Input data =
= = =

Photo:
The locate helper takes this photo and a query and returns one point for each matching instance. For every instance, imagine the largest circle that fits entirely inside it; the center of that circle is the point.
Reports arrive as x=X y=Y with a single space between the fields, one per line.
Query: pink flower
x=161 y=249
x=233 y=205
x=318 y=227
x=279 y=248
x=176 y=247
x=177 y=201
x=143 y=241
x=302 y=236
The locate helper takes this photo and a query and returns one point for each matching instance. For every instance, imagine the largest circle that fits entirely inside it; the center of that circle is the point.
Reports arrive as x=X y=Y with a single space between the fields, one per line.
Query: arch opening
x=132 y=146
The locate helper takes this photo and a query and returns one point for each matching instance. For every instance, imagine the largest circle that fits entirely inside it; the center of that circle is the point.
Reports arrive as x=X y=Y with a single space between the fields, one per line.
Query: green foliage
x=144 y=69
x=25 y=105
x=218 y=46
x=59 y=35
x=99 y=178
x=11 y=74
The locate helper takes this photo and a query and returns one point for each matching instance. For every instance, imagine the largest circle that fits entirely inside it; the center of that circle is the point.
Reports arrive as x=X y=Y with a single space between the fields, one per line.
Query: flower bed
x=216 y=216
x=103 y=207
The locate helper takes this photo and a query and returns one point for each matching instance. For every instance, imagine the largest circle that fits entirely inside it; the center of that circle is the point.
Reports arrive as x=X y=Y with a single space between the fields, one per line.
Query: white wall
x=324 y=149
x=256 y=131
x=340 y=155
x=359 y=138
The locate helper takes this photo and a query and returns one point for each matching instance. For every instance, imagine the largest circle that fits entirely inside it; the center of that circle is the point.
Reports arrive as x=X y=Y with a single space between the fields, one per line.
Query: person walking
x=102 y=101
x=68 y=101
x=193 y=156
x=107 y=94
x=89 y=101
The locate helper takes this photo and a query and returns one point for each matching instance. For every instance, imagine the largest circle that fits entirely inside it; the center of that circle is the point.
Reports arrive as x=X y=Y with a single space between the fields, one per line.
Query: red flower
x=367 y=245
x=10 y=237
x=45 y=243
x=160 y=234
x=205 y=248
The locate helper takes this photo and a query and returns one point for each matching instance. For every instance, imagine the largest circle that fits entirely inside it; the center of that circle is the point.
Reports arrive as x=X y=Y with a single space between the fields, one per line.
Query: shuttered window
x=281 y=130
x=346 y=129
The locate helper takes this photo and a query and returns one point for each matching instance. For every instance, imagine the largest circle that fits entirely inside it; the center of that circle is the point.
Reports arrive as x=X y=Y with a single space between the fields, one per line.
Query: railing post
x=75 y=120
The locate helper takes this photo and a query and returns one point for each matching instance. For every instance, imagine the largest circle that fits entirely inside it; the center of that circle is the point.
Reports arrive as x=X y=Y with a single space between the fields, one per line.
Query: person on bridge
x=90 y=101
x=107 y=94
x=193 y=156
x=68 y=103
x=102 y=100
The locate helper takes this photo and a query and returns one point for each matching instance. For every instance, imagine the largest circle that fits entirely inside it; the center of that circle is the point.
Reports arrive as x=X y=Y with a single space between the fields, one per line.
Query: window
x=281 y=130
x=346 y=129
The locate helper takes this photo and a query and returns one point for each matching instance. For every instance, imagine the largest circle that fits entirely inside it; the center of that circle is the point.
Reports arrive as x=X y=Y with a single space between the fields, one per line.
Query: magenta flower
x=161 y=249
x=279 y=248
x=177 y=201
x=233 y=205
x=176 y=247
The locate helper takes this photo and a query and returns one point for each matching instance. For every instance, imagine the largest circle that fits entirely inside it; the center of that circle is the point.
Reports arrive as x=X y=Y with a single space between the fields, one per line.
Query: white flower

= = =

Exercise brief =
Could you please repeat the data exactly as given?

Solution to this task =
Photo:
The locate helper takes this photo and a query and returns one point for each matching instance. For every instance, imagine the largest circle that fits entirely inside it; the center of that circle is the point.
Reports arrive as x=X y=Y with a single space between the fields, one per line.
Query: pink flower
x=161 y=249
x=233 y=205
x=318 y=227
x=279 y=248
x=176 y=247
x=177 y=201
x=143 y=241
x=302 y=236
The locate helper takes this photo and a query and returns one point for each matching instance. For every instance, imagine the largest circle that fits entirely inside it; the center of that circle is the point.
Reports arrive as x=X y=Y with a single space between the fields, one per line.
Query: arch opening
x=132 y=146
The locate helper takes this photo and a query and returns one point for each matching instance. For every instance, imagine the largest circle that fits entirely inside it; the center of that circle is the point.
Reports arrive as x=X y=Y with a single space between the fields, one per line.
Query: green foliage
x=144 y=69
x=25 y=105
x=218 y=46
x=59 y=35
x=99 y=178
x=11 y=74
The locate helper takes this photo and a query and returns one point for each matching instance. For every instance, imagine the largest circle that fits entirely inside it; the center of that circle is the point.
Reports arrive as x=X y=Y with a single space between the fields, one per line.
Query: flower bed
x=216 y=216
x=103 y=207
The locate helper takes this photo and a query and returns one point for each matching instance. For every instance, imagine the largest circle that fits entirely inside it; the center of that circle is the point.
Reports arrive as x=X y=Y with a single space between the fields, one per line.
Query: white wall
x=324 y=149
x=256 y=131
x=340 y=155
x=359 y=138
The locate helper takes this photo and a query and returns one point for each matching instance. For every instance, imagine the largest circle that fits entirely inside it; the center of that circle is the point.
Reports arrive as x=X y=Y with a single space between the fields, one per line.
Query: person walking
x=102 y=101
x=68 y=101
x=193 y=156
x=107 y=94
x=89 y=101
The locate helper takes this photo and a query and returns one point for each matching instance. For every instance, imagine the largest circle that fits entirely inside it; the center of that circle is the point.
Reports arrive as x=X y=Y with a single space between the fields, one per line.
Query: red flower
x=367 y=245
x=10 y=237
x=45 y=243
x=160 y=234
x=205 y=248
The locate helper takes this photo and a query and returns one point for each matching instance. For every instance, imagine the largest circle that fits entirely inside it; the center of that circle is the point.
Reports arrive as x=X y=Y with a single space between the fields, one per line.
Query: shuttered window
x=281 y=130
x=346 y=129
The locate helper takes this photo and a query and returns one point for each matching instance. For every instance, imagine the largest circle that fits entirely inside it; the center of that circle is the point.
Reports arrive as x=X y=Y with a single space between the fields, one per line.
Query: railing post
x=75 y=120
The locate helper takes this photo and a query and returns one point for each matching instance. For every instance, imagine the largest circle that fits entirely inside it; the center of that circle is the point.
Reports arrive as x=X y=Y with a single space between the fields, one per line.
Query: person on bridge
x=90 y=101
x=107 y=94
x=193 y=156
x=68 y=103
x=102 y=100
The locate helper takes this photo and a query and returns one point for each matching instance. For every instance, imagine the largest circle that fits entirely inside it; the center of that circle is the point.
Reports arrive as x=X y=Y with a single space between the fields, one per line.
Query: window
x=281 y=130
x=346 y=129
The locate helper takes this photo and a query and returns one point for each matching instance. For every instance, imagine the largest circle that fits entirely inside it; the center of that circle is the point.
Reports arrive as x=X y=Y with a single space between the fields, one per line.
Query: magenta flower
x=161 y=249
x=279 y=248
x=177 y=201
x=233 y=205
x=176 y=247
The locate helper takes this photo and a query and returns one point for each matching instance. For every instance, imagine the largest circle that fits entirely inside it; the center of that circle is the point.
Reports arrive as x=X y=Y with a single space between the fields, one per line.
Query: white flower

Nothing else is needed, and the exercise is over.